PAGE TEXT =>
[whatwg] HTML 5, OGG, competition, civil rights, and persons with disabilities
Oliver Hunt
oliver at apple.com
Tue Dec 11 16:48:23 PST 2007
>
> Maybe you should listen to the meta-argument, then.
>
> I'm sick and tired of getting screwed by big companies (including
> Apple), and I will *not* quietly accept it.
That's not unreasonable, but you have yet to give a solid technical
reason for reverting to the old text,
so far your only argument is that ogg should be kept because it is
FOSS, which on its own is insufficient.
My understanding based on the numerous comments from Ian is that a
goal of the video and audio
specs is that they can be implemented in FOSS, and knowing Ian there
is basically no chance of anyone
slipping anything that couldn't be passed him.

DATASET EXCERPT =>
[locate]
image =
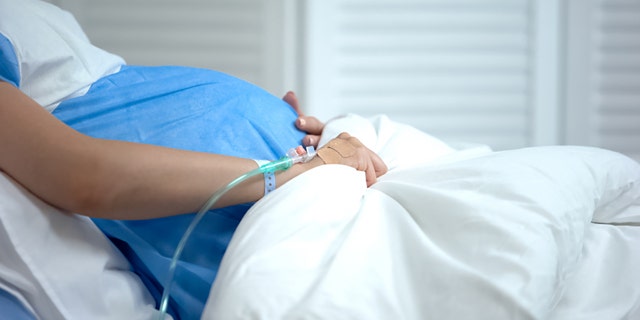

PROBLEM DETAILS => Continue the mailing-list reply about Ogg in HTML 5 from its last sentence, in the same voice.

RESULT =>
As far as wording goes using the word "SHOULD support" is far too
weak for HTML5, as SHOULD is relatively
meaningless, a much better requirement is that the wording be "MUST
support ..."; this is a sensible as
having a spec that says "SHOULD support ogg/vorbis and ogg/theora" is
fairly useless -- all that will happen
is that browser vendors (Apple, Mozilla, Opera, etc) will once again
be in a position where the spec's wording
means nothing and we end up with yet another standard which is not
tied to whatever becomes the actual
de facto standard, as implemented by the majority browser. This is
much worse for site compatibility for every
other browser as it then becomes necessary to determine what the de
facto standard actually *is*.
For this reason the old text was insufficient and Ian changed the
text to indicate that the final wording had
not yet been decided. This is not an indication that ogg transport
or that the vorbis or theora codecs are
being ignored, it is merely an indication that a decision has not yet
been made as to the final wording.
Note: I can't really comment on the actual issues involved in the
codec or transport selection as that's
not a region i specialise in.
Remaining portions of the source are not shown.